[Text provided]
※

Seething anger by the relatives of the victims of the 7 May 2005 crash of a Transair flight at North Queensland’s Lockhart River lies at the heart of the snap inquiry into the Civil Aviation Safety Authority sprung by the government this morning. But it will almost certainly go much further.

The terms of reference and reporting date of 9 July for the Senate Inquiry will not have caught the aggrieved parties by surprise, who have pushed hard for an investigation ever since they were confronted by an inquest by Queensland Coroner, Michael Barnes, in which he was ably assisted by Ian Harvey QC who is CASA’s leading counsel in many legal matters.

That inquest failed to deal with the core concerns of the families of the 15 people who died when a pilot CASA admitted knowing was incompetent slammed the turbo-prop into a hill in driving rain.

CASA chief executive officer Bruce Byron was subsequently grilled by a Senate Committee last year over the regulator’s inaction over the unsafe operations of the subsequently defunct indigenous community air operator Transair, including his failure to keep the public informed.

※

[Data supplied]

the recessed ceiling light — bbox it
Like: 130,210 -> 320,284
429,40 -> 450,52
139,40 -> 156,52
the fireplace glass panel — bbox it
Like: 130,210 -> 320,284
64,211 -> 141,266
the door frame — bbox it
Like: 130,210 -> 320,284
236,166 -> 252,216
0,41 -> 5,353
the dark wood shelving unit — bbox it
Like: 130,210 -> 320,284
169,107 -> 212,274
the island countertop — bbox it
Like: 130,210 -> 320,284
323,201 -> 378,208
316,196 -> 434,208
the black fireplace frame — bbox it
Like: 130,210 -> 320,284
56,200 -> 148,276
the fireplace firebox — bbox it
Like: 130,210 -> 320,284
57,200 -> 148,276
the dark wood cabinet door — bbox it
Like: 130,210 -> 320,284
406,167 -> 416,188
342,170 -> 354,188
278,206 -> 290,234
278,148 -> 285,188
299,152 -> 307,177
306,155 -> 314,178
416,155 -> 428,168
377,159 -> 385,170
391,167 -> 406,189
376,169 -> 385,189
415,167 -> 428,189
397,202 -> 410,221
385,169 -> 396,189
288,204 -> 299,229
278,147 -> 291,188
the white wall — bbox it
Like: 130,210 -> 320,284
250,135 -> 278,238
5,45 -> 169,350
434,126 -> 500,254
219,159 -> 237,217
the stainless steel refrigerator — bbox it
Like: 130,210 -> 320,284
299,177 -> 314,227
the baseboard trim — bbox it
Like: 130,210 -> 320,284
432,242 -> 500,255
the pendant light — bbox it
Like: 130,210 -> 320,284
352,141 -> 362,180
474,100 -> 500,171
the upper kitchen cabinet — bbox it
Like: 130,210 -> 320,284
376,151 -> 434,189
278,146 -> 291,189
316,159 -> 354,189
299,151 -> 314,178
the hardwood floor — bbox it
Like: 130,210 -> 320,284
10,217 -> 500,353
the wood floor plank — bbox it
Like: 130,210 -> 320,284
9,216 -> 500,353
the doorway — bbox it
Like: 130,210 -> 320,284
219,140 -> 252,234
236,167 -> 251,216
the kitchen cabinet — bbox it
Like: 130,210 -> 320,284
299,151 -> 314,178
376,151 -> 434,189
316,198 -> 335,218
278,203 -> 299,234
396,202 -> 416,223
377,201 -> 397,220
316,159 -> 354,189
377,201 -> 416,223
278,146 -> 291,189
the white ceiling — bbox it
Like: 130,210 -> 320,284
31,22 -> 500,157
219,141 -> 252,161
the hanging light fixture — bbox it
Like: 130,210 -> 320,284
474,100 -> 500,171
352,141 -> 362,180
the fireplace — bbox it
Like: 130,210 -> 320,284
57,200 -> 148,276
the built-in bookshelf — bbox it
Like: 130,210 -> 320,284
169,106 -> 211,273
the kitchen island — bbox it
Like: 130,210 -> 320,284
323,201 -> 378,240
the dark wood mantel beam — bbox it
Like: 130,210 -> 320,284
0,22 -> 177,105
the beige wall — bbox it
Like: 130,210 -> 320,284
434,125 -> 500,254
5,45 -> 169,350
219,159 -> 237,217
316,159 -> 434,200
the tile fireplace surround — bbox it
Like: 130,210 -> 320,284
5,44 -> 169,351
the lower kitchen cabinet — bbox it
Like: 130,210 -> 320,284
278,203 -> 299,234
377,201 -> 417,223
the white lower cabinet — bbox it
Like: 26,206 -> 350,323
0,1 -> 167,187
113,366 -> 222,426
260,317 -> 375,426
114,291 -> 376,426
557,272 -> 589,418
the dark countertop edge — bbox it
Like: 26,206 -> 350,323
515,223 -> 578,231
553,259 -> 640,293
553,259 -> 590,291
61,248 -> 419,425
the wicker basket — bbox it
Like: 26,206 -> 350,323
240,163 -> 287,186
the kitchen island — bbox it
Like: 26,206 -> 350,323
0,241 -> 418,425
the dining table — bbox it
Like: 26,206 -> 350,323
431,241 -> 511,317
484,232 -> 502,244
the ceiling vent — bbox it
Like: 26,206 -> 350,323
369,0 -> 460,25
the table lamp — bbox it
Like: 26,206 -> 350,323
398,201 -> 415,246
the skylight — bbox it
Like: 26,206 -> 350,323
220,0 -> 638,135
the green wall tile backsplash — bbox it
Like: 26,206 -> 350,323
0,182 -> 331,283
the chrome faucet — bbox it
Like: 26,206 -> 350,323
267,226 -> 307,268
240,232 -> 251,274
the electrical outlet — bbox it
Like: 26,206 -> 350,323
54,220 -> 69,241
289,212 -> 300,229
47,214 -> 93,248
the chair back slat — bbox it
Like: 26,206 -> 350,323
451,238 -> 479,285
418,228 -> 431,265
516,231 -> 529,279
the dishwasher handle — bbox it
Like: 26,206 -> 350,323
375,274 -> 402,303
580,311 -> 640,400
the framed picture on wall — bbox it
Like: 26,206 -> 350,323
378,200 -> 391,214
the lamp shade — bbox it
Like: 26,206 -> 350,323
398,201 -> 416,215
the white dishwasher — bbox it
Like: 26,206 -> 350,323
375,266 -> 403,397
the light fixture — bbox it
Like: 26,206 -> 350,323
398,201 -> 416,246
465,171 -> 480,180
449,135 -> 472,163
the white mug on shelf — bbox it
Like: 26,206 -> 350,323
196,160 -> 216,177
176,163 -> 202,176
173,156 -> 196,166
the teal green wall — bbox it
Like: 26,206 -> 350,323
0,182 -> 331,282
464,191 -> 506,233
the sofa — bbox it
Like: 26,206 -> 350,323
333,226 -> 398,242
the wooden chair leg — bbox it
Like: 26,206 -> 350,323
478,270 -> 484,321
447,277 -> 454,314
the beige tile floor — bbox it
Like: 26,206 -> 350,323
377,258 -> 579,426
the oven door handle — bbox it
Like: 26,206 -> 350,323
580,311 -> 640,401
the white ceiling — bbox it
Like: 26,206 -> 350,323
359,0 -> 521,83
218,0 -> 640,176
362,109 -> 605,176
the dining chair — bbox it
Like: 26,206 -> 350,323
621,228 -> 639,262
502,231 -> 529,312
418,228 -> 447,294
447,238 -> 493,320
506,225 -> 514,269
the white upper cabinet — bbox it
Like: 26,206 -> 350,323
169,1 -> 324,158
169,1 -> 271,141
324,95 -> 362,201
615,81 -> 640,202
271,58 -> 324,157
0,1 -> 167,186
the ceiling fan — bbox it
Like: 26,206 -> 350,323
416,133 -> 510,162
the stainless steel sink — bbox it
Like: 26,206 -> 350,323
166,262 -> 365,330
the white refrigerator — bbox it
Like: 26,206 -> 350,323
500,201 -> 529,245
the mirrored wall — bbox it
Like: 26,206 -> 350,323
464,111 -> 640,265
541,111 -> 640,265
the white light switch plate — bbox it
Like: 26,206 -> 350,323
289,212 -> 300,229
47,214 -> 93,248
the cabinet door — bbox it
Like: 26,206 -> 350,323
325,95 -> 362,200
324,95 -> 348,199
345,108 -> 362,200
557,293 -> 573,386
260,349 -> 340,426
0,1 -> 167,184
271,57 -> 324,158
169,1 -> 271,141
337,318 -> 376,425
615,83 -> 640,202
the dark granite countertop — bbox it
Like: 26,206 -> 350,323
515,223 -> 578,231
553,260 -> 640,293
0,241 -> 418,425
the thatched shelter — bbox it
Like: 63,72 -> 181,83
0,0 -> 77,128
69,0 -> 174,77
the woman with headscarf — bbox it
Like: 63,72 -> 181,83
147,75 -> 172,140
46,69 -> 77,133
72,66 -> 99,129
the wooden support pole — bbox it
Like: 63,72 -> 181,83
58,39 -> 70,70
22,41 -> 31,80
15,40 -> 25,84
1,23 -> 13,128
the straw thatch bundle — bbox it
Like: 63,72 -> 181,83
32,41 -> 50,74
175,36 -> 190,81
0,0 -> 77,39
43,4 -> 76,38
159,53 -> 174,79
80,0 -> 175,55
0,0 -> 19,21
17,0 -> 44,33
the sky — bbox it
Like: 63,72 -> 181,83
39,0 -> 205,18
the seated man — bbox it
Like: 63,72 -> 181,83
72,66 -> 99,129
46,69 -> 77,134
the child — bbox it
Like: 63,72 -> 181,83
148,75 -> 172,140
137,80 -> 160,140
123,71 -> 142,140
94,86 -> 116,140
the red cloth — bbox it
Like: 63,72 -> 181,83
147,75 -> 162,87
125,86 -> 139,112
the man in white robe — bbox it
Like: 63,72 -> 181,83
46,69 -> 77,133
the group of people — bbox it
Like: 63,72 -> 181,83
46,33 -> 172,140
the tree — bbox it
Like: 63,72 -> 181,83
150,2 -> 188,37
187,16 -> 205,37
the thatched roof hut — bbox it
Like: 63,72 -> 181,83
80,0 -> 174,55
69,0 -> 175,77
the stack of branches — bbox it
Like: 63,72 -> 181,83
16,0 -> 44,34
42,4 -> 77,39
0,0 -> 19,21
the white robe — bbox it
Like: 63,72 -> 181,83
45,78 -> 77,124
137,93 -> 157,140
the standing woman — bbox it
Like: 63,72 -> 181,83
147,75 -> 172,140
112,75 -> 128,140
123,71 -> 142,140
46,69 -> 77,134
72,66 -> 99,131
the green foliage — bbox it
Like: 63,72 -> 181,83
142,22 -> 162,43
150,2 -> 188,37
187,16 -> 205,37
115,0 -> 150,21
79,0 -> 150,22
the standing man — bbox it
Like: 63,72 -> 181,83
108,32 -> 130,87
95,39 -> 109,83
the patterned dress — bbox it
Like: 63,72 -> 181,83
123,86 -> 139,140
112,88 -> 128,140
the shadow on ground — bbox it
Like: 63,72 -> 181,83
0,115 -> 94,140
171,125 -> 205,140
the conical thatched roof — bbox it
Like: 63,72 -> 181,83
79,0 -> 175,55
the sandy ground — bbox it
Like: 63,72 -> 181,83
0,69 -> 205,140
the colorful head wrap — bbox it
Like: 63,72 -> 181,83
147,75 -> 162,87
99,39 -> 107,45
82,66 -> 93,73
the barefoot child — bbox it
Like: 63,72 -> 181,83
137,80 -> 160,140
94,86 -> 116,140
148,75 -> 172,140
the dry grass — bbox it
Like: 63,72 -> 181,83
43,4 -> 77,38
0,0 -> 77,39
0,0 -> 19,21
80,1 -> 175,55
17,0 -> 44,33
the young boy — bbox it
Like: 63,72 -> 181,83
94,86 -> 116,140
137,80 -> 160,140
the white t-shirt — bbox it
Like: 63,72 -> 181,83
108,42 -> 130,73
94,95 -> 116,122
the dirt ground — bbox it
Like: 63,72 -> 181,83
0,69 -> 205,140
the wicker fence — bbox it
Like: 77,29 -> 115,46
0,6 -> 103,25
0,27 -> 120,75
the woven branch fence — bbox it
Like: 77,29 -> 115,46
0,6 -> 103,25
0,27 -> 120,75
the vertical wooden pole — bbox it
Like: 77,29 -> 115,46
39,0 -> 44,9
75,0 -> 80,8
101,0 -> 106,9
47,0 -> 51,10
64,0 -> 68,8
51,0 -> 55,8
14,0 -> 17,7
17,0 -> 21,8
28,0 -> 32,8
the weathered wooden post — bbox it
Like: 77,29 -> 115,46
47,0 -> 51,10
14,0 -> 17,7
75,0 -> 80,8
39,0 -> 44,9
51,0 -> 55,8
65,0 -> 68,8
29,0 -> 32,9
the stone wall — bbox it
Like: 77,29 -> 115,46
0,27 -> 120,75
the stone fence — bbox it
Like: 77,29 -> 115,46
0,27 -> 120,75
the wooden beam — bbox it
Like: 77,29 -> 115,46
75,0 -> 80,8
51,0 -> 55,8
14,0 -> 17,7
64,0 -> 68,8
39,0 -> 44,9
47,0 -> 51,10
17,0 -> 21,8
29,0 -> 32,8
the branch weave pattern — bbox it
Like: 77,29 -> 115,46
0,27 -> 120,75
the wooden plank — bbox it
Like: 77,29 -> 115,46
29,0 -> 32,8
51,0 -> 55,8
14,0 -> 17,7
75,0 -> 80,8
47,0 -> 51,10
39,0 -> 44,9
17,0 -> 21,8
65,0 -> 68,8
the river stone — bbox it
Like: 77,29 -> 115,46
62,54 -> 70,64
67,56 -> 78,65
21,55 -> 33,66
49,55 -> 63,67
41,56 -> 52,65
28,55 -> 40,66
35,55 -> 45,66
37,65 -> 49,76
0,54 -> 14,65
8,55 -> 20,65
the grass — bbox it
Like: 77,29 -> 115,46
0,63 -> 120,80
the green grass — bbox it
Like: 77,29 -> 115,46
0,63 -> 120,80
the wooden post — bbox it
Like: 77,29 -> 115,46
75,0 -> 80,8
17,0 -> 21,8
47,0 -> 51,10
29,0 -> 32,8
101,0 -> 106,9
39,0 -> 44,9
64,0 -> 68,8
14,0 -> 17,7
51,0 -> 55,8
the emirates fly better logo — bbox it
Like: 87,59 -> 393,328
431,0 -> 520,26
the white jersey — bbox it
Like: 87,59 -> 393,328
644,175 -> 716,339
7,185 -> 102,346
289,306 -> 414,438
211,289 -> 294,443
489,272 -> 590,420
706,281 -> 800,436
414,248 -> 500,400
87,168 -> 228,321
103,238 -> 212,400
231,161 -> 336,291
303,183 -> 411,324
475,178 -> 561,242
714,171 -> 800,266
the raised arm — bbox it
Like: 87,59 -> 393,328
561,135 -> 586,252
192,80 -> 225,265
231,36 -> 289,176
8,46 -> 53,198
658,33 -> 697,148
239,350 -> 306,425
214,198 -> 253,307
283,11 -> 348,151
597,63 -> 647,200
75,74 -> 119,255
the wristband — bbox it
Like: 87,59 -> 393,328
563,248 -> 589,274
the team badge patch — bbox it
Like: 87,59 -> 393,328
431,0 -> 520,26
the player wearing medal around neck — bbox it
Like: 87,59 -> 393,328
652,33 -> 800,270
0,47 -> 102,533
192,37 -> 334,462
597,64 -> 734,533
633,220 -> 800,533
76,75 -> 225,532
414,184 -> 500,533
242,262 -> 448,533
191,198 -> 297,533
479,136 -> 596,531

※

[Job 1]
Reproduce the Lockhart River article word for word, starting at "That inquest failed" and stopping after "in driving rain.".
[Job 2]
In the Lockhart River article, what reporting date is given for the Senate Inquiry?

[Complete output 1]
That inquest failed to deal with the core concerns of the families of the 15 people who died when a pilot CASA admitted knowing was incompetent slammed the turbo-prop into a hill in driving rain.

[Complete output 2]
9 July